Required action:
From the passage below about the Yellow Pages dismissal, list each point the Arbitrator relied on in upholding the grievor's termination.

Passage:
Court of Appeal Downplays Importance of Candour at Arbitration

October 23, 2012

Yellow Pages Group Company dismissed the grievor, a sales consultant with 20 years of unblemished service, on the basis that he had abandoned his position because medical documentation supporting his work absence was two days late. The Company had clearly warned the grievor that if he failed to provide the medical documentation on time, he would be dismissed.

At arbitration, the Union’s grievance was dismissed. The Arbitrator held that the Company had just cause to terminate the grievor-he was clearly warned that he had to provide the medical documentation on time and the consequences for failing to do so were made clear. The grievor provided no explanation for his failure to deliver the documents, and his lack of candour at the hearing demonstrated an inability to re-integrate into the workforce. While the termination of a 20 year employee with no previous discipline was severe, the Arbitrator found that he had no justifiable reason for interfering with the employer’s decision.

Data to examine:
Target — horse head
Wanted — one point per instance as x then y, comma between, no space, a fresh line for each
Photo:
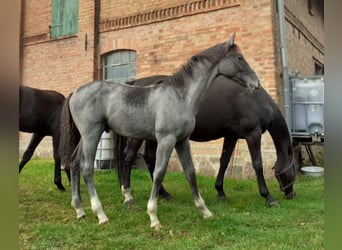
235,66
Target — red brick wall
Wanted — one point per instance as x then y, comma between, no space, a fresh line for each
--
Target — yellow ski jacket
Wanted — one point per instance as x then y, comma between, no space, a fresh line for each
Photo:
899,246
==
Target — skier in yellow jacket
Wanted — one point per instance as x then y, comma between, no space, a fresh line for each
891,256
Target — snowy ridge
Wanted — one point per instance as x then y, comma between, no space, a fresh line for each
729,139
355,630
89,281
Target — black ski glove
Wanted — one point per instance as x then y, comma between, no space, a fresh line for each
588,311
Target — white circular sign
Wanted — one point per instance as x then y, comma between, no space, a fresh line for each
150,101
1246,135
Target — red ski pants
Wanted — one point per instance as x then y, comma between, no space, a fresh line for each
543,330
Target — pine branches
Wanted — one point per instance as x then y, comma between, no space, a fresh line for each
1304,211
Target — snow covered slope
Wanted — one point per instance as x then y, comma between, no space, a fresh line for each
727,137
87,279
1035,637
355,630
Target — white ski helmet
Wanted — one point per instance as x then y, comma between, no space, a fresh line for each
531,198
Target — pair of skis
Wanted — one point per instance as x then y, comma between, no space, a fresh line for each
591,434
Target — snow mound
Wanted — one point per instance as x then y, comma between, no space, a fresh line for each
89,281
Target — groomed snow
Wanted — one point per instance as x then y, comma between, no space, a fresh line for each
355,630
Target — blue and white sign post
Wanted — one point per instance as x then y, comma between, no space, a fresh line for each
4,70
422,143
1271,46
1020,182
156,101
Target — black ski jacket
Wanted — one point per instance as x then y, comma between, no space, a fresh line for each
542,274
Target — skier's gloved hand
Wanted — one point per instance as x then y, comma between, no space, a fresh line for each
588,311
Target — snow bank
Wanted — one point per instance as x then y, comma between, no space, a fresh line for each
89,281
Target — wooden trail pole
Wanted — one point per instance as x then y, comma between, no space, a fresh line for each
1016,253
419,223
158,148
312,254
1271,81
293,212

Solution:
- The grievor was clearly warned that he had to provide the medical documentation on time.
- The consequences of failing to do so were made clear.
- The grievor gave no explanation for his failure to deliver the documents.
- His lack of candour at the hearing demonstrated an inability to re-integrate into the workforce.